──────── Document passage

Experimental details

We consider an air bubble within an aqueous AOT (Dioctyl sulfosuccinate sodium salt, from Sigma Aldrich) solution. The AOT concentration was varied between 3mM and 50mM. Single bubbles (with various radii between 0.1mm and 2mm) and the AOT solution were contained in a glass capillary with rectangular cross section (L = 5cm x W = 2mm x e = 200µm, from VitroCom)(see figure 2.2(b)). The glass capillary was attached to two Peltier elements that were separated by d = 1cm from each other (see figure2.2(a)). Heat conducting paste was deposited between each Peltier element and the capillary. The Peltier elements are glued on two copper blocks which serve as a temperature sink in order to keep the temperature behavior of the Peltier elements constant for a longer time. Before each experiment the bubble was placed precisely into the middle between the Peltier elements.

To achieve a temperature gradient within the capillary, the surface of one Peltier in contact with the capillary was cooled the other one was heated. For all of our experiments we used a temperature gradient of dTdx =4000K/m. The temperature gradient was captured by an infra red camera (from FLIR). In this way we could also verify that the temperature gradient along the capillary was continuous (see figure 2.2(c)).

────────────────
──────── Data excerpt

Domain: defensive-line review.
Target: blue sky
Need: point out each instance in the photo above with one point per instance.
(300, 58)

────────────────

_Given exercise 1:_
Please answer these from the experimental details passage above:
(a) Between which two AOT concentrations was the solution varied?
(b) What do the copper blocks under the Peltier elements serve as?
(c) What device captured the temperature gradient?
_Given exercise 2:_ Return word for word the stretch of the experimental details passage that begins at the words "To achieve a" and stops after "(see figure 2.2(c)).".

_Expected answer 1:_
(a) Between 3mM and 50mM.
(b) A temperature sink.
(c) An infrared camera from FLIR.

_Expected answer 2:_
To achieve a temperature gradient within the capillary, the surface of one Peltier in contact with the capillary was cooled the other one was heated. For all of our experiments we used a temperature gradient of dTdx =4000K/m. The temperature gradient was captured by an infra red camera (from FLIR). In this way we could also verify that the temperature gradient along the capillary was continuous (see figure 2.2(c)).